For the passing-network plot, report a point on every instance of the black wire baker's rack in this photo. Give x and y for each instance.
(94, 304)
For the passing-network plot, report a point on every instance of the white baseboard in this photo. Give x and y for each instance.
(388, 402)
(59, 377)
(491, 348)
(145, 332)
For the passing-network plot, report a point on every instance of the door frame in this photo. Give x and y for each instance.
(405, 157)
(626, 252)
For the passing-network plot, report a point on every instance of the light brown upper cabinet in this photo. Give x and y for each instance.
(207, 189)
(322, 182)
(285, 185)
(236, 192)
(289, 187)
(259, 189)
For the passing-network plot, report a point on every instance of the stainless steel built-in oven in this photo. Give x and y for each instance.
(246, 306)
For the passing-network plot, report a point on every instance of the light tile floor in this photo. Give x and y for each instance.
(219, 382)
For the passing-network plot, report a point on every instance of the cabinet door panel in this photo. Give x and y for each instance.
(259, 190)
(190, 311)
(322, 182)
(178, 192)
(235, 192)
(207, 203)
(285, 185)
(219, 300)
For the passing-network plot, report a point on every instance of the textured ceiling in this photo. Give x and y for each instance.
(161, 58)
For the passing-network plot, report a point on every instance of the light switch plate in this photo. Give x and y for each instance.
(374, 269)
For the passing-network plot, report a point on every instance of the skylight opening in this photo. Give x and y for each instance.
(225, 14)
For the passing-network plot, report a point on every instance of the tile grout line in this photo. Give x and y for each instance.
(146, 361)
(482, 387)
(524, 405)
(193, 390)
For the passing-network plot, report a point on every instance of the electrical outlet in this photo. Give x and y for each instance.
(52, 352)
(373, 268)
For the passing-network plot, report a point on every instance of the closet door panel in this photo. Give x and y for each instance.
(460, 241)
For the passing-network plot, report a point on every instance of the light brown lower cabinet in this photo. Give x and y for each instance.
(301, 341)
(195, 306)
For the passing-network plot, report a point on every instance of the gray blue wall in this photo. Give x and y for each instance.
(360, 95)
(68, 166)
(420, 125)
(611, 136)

(Written problem): Copy out, word for word, the stretch of the entries from the line containing "of the stainless" through the last line of the entries, including both of those lines.

(Exercise response):
For the passing-network plot, report a point on every instance of the stainless steel built-in oven in this photo. Give x and y for each instance.
(246, 306)
For the passing-network plot, report a point on every instance of the light tile floor in this photo. Give x and y for each instance.
(219, 382)
For the passing-network plot, report a point on every instance of the cabinet door panel in this photo. Give x and y for each instance.
(259, 190)
(190, 311)
(322, 182)
(178, 192)
(235, 192)
(207, 203)
(285, 185)
(219, 300)
For the passing-network plot, report a point on every instance of the textured ceiling in this photo. Give x and y for each instance.
(161, 58)
For the passing-network plot, report a point on every instance of the light switch plate in this photo. Give x and y for each instance.
(374, 269)
For the passing-network plot, report a point on every instance of the skylight opening in this photo. Give x and y for each instance.
(225, 14)
For the passing-network plot, report a point on every instance of the tile grout line in this photo. Give x and y for each instance.
(146, 361)
(482, 387)
(524, 405)
(193, 390)
For the passing-network plot, report a point on every instance of the electrical outlet in this photo. Give x and y for each instance.
(52, 352)
(373, 268)
For the passing-network plot, report a point on every instance of the closet door panel in this photo. Give x and y for each instance.
(460, 241)
For the passing-network plot, report a point on every instance of the light brown lower cabinet in this photo. Give x and y for each instance.
(301, 341)
(195, 306)
For the passing-network plot, report a point on every instance of the gray blue wall in this photo. Give x and y for each instance.
(360, 95)
(68, 166)
(420, 125)
(611, 136)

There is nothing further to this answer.